= What you are asked to do =
Give again the line that contains "Where can the dark" and every line after it to the end of the records. Keep them exactly as they are and add nothing.

= Information supplied =
======
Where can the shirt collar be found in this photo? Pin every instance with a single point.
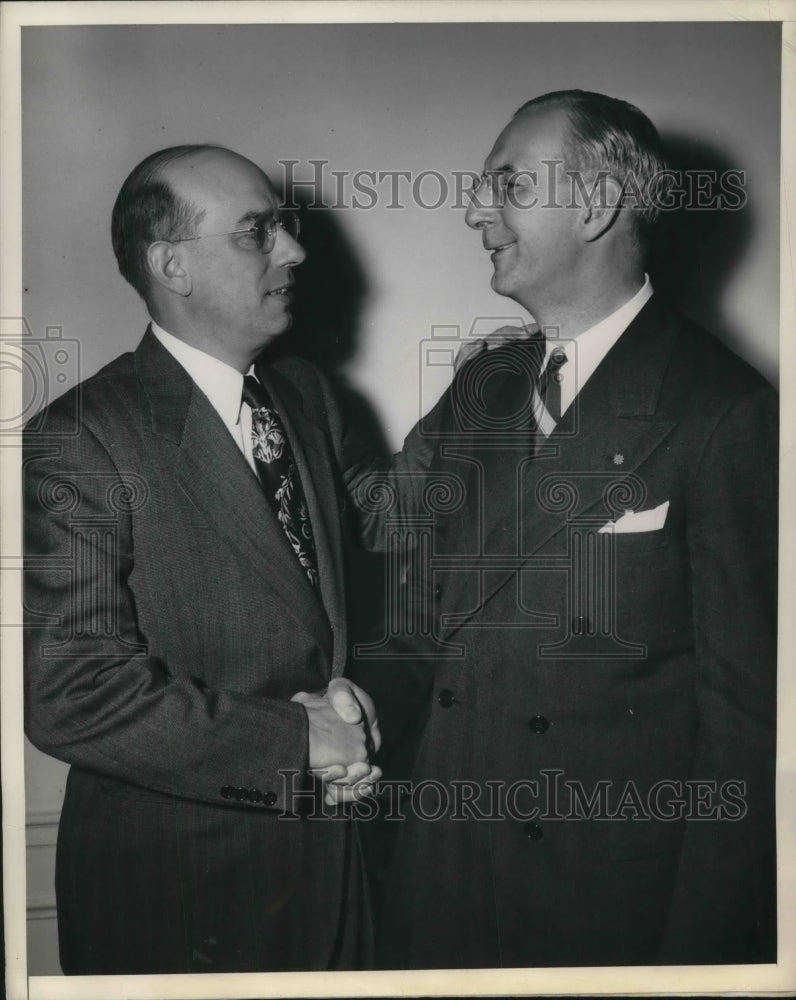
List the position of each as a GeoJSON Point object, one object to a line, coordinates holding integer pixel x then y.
{"type": "Point", "coordinates": [220, 382]}
{"type": "Point", "coordinates": [587, 350]}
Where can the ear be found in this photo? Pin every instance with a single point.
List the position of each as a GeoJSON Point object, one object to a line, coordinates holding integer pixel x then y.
{"type": "Point", "coordinates": [602, 210]}
{"type": "Point", "coordinates": [167, 268]}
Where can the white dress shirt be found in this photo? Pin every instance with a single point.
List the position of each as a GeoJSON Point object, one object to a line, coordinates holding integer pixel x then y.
{"type": "Point", "coordinates": [586, 351]}
{"type": "Point", "coordinates": [220, 382]}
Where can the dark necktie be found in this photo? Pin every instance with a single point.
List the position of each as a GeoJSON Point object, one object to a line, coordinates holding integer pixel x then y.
======
= The completed task =
Where can the dark necktie be found in this photo? Pin every instance with a single point.
List the position of each as a GeoJSON Point object, one object to a line, coordinates holding integer pixel x then y.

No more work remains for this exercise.